DATASET RECORDS:
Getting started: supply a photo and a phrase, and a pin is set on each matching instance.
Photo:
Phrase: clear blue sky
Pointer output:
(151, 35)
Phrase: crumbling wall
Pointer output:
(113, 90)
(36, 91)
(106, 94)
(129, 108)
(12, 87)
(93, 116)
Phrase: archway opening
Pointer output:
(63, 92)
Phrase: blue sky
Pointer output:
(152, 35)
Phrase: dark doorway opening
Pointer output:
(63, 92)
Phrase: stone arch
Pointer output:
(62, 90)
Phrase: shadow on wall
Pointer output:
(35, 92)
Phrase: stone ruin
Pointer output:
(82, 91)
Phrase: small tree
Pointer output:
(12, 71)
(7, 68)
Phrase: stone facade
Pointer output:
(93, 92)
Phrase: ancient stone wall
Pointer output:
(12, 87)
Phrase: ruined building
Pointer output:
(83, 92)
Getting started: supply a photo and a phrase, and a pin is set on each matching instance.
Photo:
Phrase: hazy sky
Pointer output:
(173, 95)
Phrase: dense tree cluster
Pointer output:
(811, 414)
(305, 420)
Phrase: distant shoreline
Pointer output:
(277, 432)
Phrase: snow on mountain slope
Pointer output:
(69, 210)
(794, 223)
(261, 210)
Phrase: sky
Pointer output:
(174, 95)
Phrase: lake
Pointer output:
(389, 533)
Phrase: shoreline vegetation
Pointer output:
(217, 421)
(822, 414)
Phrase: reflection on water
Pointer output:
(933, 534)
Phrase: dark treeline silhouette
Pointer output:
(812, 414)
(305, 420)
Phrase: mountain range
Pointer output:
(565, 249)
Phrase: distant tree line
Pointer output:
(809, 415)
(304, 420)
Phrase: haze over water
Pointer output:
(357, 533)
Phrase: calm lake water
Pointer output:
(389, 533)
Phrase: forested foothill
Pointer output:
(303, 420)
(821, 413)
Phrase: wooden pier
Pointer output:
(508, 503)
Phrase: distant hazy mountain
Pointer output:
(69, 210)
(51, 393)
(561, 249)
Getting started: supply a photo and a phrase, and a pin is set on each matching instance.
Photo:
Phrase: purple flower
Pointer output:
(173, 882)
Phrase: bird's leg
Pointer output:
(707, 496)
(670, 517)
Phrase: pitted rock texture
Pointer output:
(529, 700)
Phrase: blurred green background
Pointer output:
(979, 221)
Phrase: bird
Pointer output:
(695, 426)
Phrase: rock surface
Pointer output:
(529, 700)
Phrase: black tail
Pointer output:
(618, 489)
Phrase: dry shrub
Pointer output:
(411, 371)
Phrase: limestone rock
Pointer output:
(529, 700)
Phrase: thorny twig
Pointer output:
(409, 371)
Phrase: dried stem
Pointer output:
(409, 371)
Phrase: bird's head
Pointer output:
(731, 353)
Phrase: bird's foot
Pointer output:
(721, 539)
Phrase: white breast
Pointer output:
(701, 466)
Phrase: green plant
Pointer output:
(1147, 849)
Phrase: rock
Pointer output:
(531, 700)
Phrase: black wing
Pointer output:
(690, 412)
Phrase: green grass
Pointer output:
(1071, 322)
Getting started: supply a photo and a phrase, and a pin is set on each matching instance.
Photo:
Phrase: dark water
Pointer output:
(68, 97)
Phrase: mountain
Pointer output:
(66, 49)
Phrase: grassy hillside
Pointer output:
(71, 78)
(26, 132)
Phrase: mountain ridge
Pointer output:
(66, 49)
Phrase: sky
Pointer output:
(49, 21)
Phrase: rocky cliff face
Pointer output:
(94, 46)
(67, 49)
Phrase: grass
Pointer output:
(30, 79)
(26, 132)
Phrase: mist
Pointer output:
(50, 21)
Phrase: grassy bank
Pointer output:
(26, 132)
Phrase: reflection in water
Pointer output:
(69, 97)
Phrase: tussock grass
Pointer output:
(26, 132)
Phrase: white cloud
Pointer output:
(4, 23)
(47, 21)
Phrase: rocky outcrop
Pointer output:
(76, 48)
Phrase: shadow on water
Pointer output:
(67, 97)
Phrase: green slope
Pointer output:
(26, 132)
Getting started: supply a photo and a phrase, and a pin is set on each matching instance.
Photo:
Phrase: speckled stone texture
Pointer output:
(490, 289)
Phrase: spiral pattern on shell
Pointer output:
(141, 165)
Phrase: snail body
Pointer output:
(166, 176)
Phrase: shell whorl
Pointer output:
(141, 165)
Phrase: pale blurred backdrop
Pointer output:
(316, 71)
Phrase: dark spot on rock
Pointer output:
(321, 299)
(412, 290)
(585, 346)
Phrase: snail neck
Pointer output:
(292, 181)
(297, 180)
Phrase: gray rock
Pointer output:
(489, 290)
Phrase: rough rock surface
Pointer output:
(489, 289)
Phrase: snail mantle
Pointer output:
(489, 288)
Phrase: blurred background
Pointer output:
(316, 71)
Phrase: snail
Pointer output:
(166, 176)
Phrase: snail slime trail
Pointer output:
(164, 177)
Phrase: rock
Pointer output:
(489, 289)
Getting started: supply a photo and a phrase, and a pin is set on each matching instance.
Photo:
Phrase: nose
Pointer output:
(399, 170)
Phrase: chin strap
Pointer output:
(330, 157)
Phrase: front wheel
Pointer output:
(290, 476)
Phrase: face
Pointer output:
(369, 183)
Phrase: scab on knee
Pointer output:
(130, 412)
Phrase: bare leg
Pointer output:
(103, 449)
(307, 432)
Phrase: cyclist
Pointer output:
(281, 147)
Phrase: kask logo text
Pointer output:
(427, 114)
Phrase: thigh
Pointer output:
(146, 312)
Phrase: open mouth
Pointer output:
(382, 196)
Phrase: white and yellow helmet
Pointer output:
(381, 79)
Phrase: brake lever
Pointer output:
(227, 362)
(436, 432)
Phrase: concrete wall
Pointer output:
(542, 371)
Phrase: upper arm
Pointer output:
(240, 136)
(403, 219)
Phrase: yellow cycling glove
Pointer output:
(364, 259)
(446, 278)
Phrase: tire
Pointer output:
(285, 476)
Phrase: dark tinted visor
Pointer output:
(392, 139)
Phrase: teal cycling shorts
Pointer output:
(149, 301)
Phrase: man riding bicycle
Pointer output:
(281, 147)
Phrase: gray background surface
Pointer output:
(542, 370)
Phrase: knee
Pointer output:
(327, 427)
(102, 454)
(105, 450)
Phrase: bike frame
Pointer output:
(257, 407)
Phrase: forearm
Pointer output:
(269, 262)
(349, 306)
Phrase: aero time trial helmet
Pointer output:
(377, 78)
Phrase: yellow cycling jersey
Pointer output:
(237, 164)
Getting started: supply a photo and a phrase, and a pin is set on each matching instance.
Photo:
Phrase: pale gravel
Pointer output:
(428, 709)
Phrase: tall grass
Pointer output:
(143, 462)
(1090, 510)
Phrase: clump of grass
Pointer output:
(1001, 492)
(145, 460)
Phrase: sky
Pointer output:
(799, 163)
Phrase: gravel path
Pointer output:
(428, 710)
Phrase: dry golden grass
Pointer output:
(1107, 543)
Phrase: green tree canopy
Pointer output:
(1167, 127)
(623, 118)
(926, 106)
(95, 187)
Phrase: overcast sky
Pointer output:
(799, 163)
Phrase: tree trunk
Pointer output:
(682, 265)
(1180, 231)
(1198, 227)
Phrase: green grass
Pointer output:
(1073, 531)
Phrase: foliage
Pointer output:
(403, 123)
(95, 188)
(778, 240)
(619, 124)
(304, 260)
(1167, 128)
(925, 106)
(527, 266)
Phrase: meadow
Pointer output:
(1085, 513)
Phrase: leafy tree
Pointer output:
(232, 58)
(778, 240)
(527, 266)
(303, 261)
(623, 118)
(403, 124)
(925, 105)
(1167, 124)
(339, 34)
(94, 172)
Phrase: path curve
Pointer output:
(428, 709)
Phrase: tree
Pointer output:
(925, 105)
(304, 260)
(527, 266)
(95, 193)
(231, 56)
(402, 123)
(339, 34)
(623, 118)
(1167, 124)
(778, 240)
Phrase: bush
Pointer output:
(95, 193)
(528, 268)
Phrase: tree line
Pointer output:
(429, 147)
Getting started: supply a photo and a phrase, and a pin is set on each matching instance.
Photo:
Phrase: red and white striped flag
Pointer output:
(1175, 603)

TASK:
Give back, unchanged, every line from the one with "Phrase: yellow cycling jersey" to the end of the entries above.

TASK OUTPUT:
Phrase: yellow cycling jersey
Pointer output:
(237, 164)
Getting started: supply a photo and a phrase, and a pin is set on each matching instance.
Photo:
Phrase: pale gravel
Pointer output:
(428, 709)
Phrase: tall grass
Pointer output:
(143, 462)
(1090, 510)
Phrase: clump of grass
Pointer output:
(1001, 492)
(145, 460)
Phrase: sky
Pointer output:
(799, 163)
Phrase: gravel path
Pointer output:
(428, 710)
Phrase: dry golden grass
Pointer output:
(1107, 543)
Phrase: green tree canopy
Pointer output:
(1167, 127)
(623, 118)
(926, 106)
(95, 187)
Phrase: overcast sky
Pointer output:
(799, 163)
Phrase: tree trunk
Pointer output:
(682, 265)
(1180, 231)
(1198, 227)
Phrase: green grass
Pointer output:
(1073, 531)
Phrase: foliage
Pointer output:
(403, 123)
(95, 188)
(778, 240)
(619, 124)
(304, 260)
(1167, 128)
(925, 106)
(527, 266)
Phrase: meadow
Pointer output:
(1085, 513)
Phrase: leafy tree
Pointer output:
(232, 58)
(778, 240)
(527, 266)
(303, 261)
(623, 118)
(403, 124)
(925, 105)
(1167, 124)
(339, 34)
(94, 172)
Phrase: path curve
Pointer output:
(428, 709)
Phrase: tree
Pointer output:
(925, 105)
(304, 260)
(527, 266)
(95, 193)
(231, 56)
(402, 123)
(339, 34)
(623, 118)
(1167, 124)
(778, 240)
Phrase: bush
Pointer output:
(95, 193)
(528, 268)
Phrase: tree line
Pointer output:
(429, 147)
Getting started: supply a photo and a phrase, and a pin is set on each matching instance.
Photo:
Phrase: red and white striped flag
Pointer output:
(1175, 603)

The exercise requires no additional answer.